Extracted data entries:
-=-=-

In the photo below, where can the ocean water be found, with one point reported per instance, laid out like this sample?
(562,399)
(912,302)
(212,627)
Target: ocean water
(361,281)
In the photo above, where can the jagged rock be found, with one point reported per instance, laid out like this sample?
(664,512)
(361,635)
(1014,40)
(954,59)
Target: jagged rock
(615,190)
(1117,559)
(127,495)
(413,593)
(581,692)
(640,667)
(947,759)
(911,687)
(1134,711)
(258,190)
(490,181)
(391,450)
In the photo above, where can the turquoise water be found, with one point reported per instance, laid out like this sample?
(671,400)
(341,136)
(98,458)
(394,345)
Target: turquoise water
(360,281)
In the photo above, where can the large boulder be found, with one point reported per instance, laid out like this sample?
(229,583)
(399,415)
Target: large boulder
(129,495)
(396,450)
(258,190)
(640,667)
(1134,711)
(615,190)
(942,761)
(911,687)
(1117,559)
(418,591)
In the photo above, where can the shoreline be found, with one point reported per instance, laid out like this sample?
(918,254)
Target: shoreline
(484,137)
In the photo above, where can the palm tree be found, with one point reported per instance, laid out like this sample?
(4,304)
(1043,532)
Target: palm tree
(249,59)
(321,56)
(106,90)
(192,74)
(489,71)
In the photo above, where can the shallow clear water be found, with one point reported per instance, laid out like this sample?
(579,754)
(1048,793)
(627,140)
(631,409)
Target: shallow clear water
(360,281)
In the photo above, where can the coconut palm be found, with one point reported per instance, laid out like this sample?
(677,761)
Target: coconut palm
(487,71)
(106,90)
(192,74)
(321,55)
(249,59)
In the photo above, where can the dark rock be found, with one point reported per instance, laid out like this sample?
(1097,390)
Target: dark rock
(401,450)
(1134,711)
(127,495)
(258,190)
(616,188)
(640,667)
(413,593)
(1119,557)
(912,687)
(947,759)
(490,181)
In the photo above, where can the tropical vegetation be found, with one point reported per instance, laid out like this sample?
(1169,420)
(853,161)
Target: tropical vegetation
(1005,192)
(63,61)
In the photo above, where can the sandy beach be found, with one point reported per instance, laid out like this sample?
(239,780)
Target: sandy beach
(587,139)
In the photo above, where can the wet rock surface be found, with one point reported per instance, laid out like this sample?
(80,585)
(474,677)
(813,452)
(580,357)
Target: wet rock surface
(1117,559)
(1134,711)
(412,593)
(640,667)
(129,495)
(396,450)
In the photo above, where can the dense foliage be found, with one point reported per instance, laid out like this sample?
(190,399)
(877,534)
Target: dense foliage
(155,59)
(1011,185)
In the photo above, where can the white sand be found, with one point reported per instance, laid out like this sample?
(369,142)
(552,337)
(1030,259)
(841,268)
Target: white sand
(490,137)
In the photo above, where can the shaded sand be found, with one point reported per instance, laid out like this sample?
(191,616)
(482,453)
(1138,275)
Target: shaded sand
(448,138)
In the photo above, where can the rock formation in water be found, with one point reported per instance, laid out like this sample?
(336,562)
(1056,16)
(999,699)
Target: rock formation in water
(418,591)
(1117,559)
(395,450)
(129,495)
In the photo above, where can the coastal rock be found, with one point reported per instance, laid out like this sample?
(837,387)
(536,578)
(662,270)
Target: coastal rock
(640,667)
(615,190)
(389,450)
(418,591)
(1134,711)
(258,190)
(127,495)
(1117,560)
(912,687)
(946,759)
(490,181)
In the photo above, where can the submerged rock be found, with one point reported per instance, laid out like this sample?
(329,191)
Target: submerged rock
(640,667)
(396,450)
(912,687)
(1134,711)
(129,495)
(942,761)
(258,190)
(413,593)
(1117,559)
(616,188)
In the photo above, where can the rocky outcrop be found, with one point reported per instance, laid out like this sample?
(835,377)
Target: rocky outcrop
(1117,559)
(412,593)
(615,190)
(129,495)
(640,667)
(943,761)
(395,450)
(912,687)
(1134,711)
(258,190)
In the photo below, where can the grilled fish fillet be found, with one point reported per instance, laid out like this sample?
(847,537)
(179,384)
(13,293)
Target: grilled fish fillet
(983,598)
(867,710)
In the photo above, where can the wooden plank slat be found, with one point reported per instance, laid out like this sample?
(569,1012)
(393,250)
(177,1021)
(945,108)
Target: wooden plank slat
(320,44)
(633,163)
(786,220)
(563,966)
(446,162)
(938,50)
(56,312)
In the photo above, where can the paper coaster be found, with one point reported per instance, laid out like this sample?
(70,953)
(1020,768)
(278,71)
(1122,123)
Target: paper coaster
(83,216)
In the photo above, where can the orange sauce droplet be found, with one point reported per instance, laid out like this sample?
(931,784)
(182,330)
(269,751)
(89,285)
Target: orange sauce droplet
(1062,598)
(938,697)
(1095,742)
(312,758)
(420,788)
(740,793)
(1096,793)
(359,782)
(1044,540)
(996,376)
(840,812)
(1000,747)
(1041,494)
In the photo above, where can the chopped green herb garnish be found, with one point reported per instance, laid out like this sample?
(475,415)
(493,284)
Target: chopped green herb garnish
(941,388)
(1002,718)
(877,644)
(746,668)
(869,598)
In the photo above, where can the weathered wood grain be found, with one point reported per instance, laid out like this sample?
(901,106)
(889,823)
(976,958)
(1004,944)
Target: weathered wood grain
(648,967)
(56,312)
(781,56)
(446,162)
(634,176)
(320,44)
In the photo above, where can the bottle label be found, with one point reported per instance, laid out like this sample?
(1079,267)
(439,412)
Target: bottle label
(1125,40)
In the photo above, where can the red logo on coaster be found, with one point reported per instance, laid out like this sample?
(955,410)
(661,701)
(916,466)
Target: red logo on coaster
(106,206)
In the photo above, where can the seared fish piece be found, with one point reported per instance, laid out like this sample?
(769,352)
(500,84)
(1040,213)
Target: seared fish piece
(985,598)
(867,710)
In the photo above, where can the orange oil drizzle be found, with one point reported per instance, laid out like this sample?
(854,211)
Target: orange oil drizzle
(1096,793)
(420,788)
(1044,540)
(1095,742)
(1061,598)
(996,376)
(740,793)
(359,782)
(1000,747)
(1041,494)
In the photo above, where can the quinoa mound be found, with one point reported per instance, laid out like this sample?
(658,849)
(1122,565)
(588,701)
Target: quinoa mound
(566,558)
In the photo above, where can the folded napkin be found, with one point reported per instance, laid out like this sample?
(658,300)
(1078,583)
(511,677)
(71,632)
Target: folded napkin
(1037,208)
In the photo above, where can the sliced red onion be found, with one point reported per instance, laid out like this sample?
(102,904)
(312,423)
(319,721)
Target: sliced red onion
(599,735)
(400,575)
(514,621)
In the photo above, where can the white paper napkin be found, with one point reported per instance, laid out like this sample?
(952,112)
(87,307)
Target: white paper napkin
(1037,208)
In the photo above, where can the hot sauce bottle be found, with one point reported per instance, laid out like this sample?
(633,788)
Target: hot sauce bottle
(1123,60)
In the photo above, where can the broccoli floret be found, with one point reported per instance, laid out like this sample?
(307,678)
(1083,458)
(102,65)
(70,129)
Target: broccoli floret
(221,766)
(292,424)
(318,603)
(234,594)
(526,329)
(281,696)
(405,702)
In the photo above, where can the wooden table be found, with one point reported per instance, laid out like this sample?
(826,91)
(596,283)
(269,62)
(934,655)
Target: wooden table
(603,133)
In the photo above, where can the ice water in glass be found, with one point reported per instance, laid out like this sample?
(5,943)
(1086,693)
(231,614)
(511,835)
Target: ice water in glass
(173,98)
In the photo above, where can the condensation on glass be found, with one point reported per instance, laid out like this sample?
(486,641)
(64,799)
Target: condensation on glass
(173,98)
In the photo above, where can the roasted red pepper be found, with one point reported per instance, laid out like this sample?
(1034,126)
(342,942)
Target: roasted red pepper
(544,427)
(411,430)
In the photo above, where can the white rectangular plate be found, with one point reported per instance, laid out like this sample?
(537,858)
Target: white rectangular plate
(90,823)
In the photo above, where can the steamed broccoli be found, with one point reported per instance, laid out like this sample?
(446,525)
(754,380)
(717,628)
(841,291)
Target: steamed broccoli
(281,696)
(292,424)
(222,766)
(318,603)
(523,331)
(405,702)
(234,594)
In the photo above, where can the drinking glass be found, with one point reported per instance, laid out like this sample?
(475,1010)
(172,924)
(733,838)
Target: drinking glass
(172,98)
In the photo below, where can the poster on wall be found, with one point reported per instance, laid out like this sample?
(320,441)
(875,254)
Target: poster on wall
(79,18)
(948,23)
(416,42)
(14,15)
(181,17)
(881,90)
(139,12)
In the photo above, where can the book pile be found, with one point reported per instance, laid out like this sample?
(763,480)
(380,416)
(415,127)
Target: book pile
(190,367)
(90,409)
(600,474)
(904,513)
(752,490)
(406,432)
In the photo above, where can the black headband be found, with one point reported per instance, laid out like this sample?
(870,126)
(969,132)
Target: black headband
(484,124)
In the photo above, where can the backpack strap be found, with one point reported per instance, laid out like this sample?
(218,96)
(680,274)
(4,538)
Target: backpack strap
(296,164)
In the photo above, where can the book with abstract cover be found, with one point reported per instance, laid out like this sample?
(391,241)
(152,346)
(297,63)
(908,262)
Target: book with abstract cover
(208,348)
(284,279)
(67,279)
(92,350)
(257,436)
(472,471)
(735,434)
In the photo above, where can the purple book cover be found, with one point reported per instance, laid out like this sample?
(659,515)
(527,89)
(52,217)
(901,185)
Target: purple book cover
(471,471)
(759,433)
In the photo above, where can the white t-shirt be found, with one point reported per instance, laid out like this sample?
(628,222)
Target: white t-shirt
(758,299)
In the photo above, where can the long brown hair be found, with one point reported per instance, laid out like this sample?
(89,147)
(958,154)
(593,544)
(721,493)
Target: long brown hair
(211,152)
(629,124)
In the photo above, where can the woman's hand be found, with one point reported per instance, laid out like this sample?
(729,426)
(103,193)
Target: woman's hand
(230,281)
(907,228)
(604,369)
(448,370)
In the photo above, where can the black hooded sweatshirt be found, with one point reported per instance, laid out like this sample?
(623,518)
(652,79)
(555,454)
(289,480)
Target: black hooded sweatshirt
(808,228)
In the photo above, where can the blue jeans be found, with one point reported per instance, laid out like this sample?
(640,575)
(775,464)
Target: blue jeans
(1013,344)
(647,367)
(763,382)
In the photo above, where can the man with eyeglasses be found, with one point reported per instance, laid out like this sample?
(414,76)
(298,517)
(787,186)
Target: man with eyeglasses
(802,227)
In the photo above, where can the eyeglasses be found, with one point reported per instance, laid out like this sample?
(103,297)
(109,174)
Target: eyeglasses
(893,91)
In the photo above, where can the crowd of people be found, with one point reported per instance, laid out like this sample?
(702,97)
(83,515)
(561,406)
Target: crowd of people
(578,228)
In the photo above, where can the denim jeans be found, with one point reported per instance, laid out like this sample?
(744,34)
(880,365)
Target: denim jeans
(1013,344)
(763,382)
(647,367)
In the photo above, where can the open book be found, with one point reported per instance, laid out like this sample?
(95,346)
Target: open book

-=-=-

• Set problem:
Starting with the row that contains "In the photo above, where can the denim" and going on through the last row, write those rows out again, requests included. Shift every number in the answer coordinates by -43, and leave the requests and their sample points unchanged.

• Task result:
In the photo above, where can the denim jeans be found, with one point reported per instance, laid out like this sample?
(744,34)
(880,365)
Target: denim jeans
(970,301)
(720,339)
(604,324)
In the photo above, where can the open book be found, with one point reported per instance, laid out like this sample?
(95,346)
Target: open book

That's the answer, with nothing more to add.